White Coat Hypertension May Progress to Hypertension in Kids

Megan Brooks

September 14, 2020

About half of children and adolescents with initial white coat hypertension (WCH) will have progressed to hypertension or pre-hypertension on follow-up ambulatory blood pressure monitoring (ABPM) 1 year later, new research suggests.

"Initial clinic blood pressure measurements were not associated with follow-up ABPM phenotype, suggesting that longitudinal follow-up with ABPM is indicated in pediatric WCH patients," said Yosuke Miyashita, MD, University of Pittsburgh School of Medicine, Pittsburgh, Pennsylvania. 

Miyashita presented his research at the virtual American Heart Association (AHA) Hypertension 2020 Scientific Sessions.

Unstable Phenotype

There are "scant data" on WCH in children and "no evidence-based clinical practice guideline on how we should follow these patients. In the most updated pediatric clinical practice guideline from the American Academy of Pediatrics, there is an expert opinion to suggest that ABPM should be repeated every 1 to 2 years," he explained.

Dr Yosuke Miyashita

The researchers identified 101 children (median age, 14 years, 80% male) with WCH diagnosed by ABPM and who had repeat ABPM at least 6 months (median interval, 14 months) after the first test. On second ABPM, 51 children continued to have normal results, whereas 18 (17.8%) evolved to hypertension and 32 (31.7%) progressed to prehypertension, according to pediatric ABPM guidelines.

On initial ambulatory monitoring, children with diastolic blood pressure load less than 10% and systolic blood pressure index less than 0.9 were less likely to progress, Miyashita reported.

On multivariable regression analysis, only daytime systolic blood pressure index greater than or equal to 0.9 on the initial ABPM was a significant predictor of progression to abnormal ABPM (odds ratio, 2.99; 95% CI, 1.01 - 8.86; P = .048).

"At this time, we are analyzing other clinical data that could be predictive of progression to abnormal ABPM," Miyashita said. 

Weighing in on the results, Karen A. Griffin, MD, who chairs the AHA Council on Hypertension, said this study is important given the increasing trend of obesity in children.

"The addition of hypertension to other cardiovascular risk factors that have become increasingly prevalent in children will likely lead to earlier cardiac disease and its adverse sequela," Griffin said. "Follow-up of these cohorts should inform as to the significance of risk factors in the younger generation.

"Given the available data, it would seem prudent to be vigilant in the follow-up of children found to have white coat hypertension," she advised.

The study had no specific funding. Miyashita and Griffin have disclosed no relevant financial relationships.

Hypertension 2020 Scientific Sessions: Abstract MP03. Presented September 10, 2020.

QUESTIONS ON THE MATERIAL:
A: In the article on white coat hypertension in children, how many of the 101 children had progressed to hypertension by the second ABPM?
B: Which people are named in the article on white coat hypertension in children? List every one.

SUPPLIED MATERIAL:
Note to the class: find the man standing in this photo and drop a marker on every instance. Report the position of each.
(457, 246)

ANSWERS FOR THIS EXERCISE:
A: 18 children (17.8%)

B: Megan Brooks, Yosuke Miyashita, Karen A. Griffin